Start of Block

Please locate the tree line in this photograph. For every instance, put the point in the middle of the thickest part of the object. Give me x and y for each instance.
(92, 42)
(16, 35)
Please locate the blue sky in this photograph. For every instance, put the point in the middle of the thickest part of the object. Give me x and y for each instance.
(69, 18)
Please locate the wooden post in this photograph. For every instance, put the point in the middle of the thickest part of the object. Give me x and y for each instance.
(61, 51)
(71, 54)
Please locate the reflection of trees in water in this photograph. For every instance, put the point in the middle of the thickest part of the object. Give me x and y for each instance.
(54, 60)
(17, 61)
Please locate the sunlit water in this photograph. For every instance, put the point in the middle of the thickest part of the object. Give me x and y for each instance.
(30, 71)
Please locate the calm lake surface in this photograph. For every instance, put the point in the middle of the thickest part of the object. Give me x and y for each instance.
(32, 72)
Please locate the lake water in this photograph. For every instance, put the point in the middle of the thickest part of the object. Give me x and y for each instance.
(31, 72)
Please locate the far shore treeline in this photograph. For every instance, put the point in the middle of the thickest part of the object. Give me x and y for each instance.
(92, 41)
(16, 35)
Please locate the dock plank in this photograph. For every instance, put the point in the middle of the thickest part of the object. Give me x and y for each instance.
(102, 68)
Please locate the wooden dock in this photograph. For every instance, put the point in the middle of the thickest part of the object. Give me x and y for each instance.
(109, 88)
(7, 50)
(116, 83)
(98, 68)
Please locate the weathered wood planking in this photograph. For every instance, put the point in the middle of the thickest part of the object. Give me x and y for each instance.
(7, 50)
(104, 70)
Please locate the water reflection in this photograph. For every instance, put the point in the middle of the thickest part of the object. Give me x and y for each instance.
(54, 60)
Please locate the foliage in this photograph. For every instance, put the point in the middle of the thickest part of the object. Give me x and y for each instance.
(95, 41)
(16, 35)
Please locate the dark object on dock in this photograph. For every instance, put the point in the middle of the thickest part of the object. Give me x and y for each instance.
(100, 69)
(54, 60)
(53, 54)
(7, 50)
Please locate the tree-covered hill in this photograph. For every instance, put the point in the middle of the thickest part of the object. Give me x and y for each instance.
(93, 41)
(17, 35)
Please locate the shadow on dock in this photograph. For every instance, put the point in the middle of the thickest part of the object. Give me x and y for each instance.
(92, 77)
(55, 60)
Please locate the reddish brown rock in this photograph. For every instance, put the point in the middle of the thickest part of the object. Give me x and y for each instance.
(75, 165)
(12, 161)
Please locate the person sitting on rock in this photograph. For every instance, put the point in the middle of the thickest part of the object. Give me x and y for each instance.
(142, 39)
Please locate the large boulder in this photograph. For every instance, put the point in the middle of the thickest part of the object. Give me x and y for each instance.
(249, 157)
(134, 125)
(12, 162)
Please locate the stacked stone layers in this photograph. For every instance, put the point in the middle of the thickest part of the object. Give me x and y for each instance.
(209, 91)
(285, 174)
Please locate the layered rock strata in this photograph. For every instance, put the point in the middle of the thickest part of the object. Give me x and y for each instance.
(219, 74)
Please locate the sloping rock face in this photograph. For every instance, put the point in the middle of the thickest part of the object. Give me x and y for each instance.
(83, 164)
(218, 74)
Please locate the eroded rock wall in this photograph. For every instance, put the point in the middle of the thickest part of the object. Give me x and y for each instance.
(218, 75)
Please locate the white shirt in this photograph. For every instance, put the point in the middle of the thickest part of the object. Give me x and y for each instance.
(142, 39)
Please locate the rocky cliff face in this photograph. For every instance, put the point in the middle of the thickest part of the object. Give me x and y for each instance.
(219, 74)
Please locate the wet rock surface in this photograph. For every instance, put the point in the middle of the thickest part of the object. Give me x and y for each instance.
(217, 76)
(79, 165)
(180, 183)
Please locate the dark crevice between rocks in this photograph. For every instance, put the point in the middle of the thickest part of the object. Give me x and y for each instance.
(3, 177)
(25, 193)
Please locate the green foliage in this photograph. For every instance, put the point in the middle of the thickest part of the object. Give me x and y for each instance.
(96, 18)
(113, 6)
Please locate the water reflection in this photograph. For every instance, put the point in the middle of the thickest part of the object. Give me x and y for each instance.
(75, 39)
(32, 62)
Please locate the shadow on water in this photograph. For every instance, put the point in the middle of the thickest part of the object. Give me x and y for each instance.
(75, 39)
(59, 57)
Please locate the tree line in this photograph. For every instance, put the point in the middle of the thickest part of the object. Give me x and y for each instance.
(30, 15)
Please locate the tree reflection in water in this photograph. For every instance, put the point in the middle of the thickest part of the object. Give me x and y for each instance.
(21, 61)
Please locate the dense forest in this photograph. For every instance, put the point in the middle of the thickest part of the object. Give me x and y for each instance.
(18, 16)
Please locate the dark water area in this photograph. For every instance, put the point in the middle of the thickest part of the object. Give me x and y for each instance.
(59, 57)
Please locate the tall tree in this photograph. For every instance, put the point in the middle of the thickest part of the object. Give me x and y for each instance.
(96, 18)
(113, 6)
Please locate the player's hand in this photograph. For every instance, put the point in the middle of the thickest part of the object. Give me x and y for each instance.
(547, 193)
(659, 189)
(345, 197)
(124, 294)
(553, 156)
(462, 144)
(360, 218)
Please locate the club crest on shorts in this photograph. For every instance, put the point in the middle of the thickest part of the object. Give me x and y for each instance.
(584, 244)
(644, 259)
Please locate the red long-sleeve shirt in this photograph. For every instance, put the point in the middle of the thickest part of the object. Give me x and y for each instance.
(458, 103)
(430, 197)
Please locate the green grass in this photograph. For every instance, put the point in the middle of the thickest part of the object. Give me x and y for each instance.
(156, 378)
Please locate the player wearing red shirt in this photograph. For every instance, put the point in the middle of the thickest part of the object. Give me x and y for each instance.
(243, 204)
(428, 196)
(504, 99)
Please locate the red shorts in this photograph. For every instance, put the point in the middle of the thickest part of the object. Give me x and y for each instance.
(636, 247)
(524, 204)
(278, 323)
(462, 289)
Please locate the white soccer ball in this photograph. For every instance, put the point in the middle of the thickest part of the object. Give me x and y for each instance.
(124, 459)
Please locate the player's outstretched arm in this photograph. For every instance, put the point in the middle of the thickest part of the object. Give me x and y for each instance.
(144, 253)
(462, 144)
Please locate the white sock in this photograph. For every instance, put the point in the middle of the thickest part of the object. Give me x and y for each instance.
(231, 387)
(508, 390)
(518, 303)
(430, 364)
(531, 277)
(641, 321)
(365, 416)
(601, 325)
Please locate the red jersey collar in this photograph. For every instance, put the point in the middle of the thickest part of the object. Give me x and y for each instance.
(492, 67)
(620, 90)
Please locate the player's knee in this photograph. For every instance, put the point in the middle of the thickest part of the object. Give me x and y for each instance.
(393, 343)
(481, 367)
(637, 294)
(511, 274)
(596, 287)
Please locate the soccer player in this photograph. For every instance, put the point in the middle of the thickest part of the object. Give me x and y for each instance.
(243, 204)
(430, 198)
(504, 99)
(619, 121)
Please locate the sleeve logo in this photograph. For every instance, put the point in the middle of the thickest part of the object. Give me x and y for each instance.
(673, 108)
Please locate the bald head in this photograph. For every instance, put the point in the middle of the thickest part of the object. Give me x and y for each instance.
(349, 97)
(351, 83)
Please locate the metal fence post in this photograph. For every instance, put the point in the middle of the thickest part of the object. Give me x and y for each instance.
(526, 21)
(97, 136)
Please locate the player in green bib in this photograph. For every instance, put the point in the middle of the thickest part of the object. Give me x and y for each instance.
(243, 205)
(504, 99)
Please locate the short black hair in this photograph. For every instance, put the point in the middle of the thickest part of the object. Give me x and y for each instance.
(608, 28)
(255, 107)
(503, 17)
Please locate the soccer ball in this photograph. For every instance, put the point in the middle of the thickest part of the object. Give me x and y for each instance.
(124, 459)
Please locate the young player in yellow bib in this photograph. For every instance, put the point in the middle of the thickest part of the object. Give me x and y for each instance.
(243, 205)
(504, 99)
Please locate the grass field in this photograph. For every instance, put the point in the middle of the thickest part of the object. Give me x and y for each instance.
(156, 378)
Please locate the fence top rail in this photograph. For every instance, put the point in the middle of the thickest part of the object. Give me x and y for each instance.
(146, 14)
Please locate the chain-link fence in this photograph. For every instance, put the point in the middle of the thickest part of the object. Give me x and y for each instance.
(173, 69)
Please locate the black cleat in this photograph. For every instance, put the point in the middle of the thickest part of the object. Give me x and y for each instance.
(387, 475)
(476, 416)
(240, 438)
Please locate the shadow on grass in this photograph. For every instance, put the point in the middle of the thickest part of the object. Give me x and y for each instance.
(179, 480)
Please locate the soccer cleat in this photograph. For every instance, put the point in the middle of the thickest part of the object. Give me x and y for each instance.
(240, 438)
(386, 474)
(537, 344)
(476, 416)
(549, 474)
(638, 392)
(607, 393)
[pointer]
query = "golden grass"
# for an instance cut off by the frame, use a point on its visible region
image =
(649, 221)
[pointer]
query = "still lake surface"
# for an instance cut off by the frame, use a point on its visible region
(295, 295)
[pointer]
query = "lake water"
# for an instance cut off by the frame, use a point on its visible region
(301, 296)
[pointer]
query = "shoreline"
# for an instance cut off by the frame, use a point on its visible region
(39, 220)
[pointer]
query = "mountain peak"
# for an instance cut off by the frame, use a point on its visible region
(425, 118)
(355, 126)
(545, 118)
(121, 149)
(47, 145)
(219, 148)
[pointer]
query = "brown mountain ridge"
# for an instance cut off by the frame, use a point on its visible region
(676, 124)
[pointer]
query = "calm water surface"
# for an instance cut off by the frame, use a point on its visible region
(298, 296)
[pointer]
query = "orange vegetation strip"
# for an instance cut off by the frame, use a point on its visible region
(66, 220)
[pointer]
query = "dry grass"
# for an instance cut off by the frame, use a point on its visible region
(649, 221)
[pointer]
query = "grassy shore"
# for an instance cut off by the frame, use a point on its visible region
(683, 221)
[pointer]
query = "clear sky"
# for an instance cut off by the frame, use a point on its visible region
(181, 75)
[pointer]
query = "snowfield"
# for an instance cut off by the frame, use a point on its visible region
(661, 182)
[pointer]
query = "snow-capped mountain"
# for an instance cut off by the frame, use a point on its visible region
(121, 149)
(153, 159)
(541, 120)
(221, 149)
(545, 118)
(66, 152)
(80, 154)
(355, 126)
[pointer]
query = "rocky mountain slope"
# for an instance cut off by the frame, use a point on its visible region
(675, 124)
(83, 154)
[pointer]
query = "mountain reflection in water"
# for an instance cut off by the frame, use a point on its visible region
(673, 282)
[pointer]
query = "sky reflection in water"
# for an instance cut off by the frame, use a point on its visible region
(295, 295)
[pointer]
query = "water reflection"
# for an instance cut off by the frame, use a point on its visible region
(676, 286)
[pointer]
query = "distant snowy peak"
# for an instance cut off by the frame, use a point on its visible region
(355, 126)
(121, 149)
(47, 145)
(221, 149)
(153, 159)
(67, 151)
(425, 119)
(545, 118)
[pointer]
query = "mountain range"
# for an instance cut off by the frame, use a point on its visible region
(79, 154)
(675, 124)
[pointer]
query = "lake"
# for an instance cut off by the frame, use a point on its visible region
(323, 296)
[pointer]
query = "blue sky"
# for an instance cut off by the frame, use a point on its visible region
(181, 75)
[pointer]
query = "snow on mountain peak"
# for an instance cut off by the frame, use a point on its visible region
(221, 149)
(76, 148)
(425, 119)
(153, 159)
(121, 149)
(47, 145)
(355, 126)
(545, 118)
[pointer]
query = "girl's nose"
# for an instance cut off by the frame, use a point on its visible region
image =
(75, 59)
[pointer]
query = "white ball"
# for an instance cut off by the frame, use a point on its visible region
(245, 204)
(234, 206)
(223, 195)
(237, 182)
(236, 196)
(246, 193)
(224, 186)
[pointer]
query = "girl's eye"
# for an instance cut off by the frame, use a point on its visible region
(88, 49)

End of Block

* TO DO
Taking the records above line by line, count those that hold the word "mountain"; the number is the entire answer.

* RESULT OF THIS TASK
7